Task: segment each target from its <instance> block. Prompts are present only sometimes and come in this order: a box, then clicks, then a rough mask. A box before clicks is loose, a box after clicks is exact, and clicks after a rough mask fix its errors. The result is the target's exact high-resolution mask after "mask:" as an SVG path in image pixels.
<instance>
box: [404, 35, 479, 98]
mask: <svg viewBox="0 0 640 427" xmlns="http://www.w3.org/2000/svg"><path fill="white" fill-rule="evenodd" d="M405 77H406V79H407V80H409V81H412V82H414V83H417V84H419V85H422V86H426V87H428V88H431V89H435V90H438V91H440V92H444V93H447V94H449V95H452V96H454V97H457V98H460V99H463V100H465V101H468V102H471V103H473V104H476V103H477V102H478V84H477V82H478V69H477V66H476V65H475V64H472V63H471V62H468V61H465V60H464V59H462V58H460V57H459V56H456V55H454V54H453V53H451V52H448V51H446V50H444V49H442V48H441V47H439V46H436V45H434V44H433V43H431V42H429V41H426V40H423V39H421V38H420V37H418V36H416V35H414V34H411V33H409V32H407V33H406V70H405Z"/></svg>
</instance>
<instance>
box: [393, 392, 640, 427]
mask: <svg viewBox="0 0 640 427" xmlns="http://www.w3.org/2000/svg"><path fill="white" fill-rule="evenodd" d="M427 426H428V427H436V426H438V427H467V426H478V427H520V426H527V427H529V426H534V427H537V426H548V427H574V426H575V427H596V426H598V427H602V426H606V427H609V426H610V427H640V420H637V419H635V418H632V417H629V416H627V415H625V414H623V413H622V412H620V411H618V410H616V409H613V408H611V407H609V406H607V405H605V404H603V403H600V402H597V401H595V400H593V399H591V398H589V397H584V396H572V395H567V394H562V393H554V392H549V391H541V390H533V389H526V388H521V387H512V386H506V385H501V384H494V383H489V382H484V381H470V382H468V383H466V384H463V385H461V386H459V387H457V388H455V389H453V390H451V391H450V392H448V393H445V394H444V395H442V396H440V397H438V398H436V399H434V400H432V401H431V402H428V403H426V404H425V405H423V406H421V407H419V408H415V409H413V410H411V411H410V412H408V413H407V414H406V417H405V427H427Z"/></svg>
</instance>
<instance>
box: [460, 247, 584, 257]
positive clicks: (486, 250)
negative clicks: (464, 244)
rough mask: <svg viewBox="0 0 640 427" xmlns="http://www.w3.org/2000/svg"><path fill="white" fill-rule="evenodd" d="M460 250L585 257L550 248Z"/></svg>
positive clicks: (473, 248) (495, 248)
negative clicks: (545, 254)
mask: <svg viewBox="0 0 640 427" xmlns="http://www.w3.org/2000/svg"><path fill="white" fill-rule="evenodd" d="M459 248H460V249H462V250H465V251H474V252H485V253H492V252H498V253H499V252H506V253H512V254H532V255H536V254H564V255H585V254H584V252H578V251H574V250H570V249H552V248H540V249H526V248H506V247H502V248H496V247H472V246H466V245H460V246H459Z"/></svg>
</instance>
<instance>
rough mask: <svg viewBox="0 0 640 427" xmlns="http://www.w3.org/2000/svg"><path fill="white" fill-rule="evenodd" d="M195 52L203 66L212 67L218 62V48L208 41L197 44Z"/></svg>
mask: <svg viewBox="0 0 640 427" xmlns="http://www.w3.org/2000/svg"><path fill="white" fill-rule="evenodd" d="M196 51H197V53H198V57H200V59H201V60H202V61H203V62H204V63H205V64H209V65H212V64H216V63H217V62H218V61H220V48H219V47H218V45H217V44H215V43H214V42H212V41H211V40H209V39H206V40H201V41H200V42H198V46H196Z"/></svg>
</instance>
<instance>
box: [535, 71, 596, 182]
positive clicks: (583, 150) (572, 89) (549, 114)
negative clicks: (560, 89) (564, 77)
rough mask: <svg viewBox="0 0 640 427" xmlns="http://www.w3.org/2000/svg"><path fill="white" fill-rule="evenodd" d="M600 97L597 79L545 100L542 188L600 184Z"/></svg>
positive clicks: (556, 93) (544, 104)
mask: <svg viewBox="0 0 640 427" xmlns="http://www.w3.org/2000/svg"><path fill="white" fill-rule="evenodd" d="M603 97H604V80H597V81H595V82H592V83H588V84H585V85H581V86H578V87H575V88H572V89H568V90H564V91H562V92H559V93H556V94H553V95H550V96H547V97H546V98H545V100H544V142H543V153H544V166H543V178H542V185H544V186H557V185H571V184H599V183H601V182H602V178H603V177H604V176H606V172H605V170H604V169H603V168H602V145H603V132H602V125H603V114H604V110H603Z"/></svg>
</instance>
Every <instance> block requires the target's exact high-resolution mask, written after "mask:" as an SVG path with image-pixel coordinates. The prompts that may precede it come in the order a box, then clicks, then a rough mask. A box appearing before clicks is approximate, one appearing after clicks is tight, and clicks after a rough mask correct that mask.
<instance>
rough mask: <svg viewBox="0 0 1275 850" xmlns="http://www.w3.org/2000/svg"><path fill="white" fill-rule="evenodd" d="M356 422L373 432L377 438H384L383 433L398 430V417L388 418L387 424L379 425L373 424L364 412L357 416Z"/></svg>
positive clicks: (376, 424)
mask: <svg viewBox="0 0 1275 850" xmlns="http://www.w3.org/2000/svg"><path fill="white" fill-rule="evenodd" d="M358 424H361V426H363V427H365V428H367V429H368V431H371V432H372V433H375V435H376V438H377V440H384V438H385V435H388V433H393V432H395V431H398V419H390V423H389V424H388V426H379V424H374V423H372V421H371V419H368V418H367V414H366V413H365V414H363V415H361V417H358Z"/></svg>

################

Work item:
The data must be duplicated exactly, with nothing left out.

Response area:
Task: segment each target from its <instance> block. Prompts are present only sometimes and come in this order: a box, then clicks, then a rough mask. A box before clicks is loose, a box after clicks is exact, and clicks after a rough mask fix its errors. The result is the target's exact high-resolution mask after "mask:" as an SVG path in image pixels.
<instance>
box: [404, 35, 479, 98]
mask: <svg viewBox="0 0 640 427" xmlns="http://www.w3.org/2000/svg"><path fill="white" fill-rule="evenodd" d="M405 77H406V79H407V80H409V81H412V82H414V83H417V84H419V85H422V86H426V87H428V88H431V89H435V90H438V91H440V92H444V93H447V94H449V95H452V96H454V97H457V98H460V99H463V100H465V101H468V102H471V103H473V104H476V103H477V102H478V84H477V82H478V69H477V66H476V65H475V64H472V63H471V62H468V61H465V60H464V59H462V58H460V57H459V56H456V55H454V54H453V53H451V52H448V51H446V50H444V49H442V48H441V47H439V46H436V45H434V44H433V43H431V42H429V41H426V40H423V39H421V38H420V37H418V36H416V35H414V34H411V33H409V32H407V33H406V70H405Z"/></svg>
</instance>
<instance>
box: [393, 392, 640, 427]
mask: <svg viewBox="0 0 640 427" xmlns="http://www.w3.org/2000/svg"><path fill="white" fill-rule="evenodd" d="M427 426H428V427H436V426H438V427H467V426H478V427H520V426H527V427H529V426H534V427H537V426H548V427H574V426H575V427H596V426H598V427H602V426H606V427H609V426H610V427H640V420H637V419H635V418H632V417H629V416H627V415H625V414H623V413H622V412H620V411H618V410H616V409H613V408H611V407H609V406H607V405H605V404H603V403H600V402H597V401H595V400H593V399H591V398H589V397H584V396H572V395H567V394H562V393H554V392H549V391H541V390H533V389H526V388H521V387H512V386H506V385H501V384H494V383H489V382H484V381H470V382H468V383H466V384H463V385H461V386H459V387H457V388H455V389H453V390H451V391H450V392H448V393H445V394H444V395H442V396H440V397H438V398H436V399H434V400H432V401H431V402H428V403H426V404H425V405H423V406H421V407H419V408H415V409H413V410H411V411H410V412H408V413H407V414H406V417H405V427H427Z"/></svg>
</instance>
<instance>
box: [460, 247, 584, 257]
positive clicks: (486, 250)
negative clicks: (464, 244)
rough mask: <svg viewBox="0 0 640 427" xmlns="http://www.w3.org/2000/svg"><path fill="white" fill-rule="evenodd" d="M460 250L585 257L550 248Z"/></svg>
positive clicks: (473, 248) (495, 248)
negative clicks: (545, 254)
mask: <svg viewBox="0 0 640 427" xmlns="http://www.w3.org/2000/svg"><path fill="white" fill-rule="evenodd" d="M459 248H460V249H462V250H465V251H474V252H485V253H492V252H498V253H499V252H506V253H512V254H532V255H536V254H564V255H585V254H584V252H578V251H574V250H570V249H552V248H540V249H526V248H506V247H502V248H496V247H472V246H466V245H460V246H459Z"/></svg>
</instance>
<instance>
rough mask: <svg viewBox="0 0 640 427" xmlns="http://www.w3.org/2000/svg"><path fill="white" fill-rule="evenodd" d="M195 52L203 66L212 67L218 62V48L208 41L197 44Z"/></svg>
mask: <svg viewBox="0 0 640 427" xmlns="http://www.w3.org/2000/svg"><path fill="white" fill-rule="evenodd" d="M196 51H197V53H198V57H200V59H201V60H202V61H203V62H204V63H205V64H209V65H212V64H216V63H217V62H218V61H220V48H219V47H218V45H217V44H215V43H214V42H212V41H211V40H209V39H206V40H201V41H200V42H198V46H196Z"/></svg>
</instance>
<instance>
box: [535, 71, 596, 182]
positive clicks: (583, 150) (572, 89) (549, 114)
negative clicks: (560, 89) (564, 77)
rough mask: <svg viewBox="0 0 640 427" xmlns="http://www.w3.org/2000/svg"><path fill="white" fill-rule="evenodd" d="M600 97L597 79L545 100L542 188L600 184Z"/></svg>
positive clicks: (556, 93) (544, 104)
mask: <svg viewBox="0 0 640 427" xmlns="http://www.w3.org/2000/svg"><path fill="white" fill-rule="evenodd" d="M603 97H604V80H597V81H595V82H592V83H588V84H585V85H581V86H578V87H575V88H572V89H568V90H564V91H562V92H559V93H556V94H553V95H550V96H547V97H546V98H545V100H544V142H543V153H544V166H543V178H542V185H544V186H557V185H571V184H599V183H601V182H602V178H603V177H604V176H606V172H605V170H604V169H603V168H602V145H603V132H602V125H603V114H604V110H603Z"/></svg>
</instance>
Every <instance> block requires the target's exact high-resolution mask, written after "mask:" as an SVG path with image-pixel coordinates. The prompts that may precede it come in the order a box, then clicks, then a rough mask. A box appearing before clicks is approximate, one appearing after clicks is tight, and clicks after a rough mask correct that mask.
<instance>
rough mask: <svg viewBox="0 0 1275 850" xmlns="http://www.w3.org/2000/svg"><path fill="white" fill-rule="evenodd" d="M356 422L373 432L377 438H384L383 433L398 430V417L388 418L387 424L379 425L373 424L364 412L357 416Z"/></svg>
positive clicks: (376, 424)
mask: <svg viewBox="0 0 1275 850" xmlns="http://www.w3.org/2000/svg"><path fill="white" fill-rule="evenodd" d="M358 424H361V426H363V427H365V428H367V429H368V431H371V432H372V433H375V435H376V438H377V440H384V438H385V435H388V433H393V432H395V431H398V419H390V423H389V424H388V426H379V424H374V423H372V421H371V419H368V418H367V414H366V413H365V414H363V415H361V417H358Z"/></svg>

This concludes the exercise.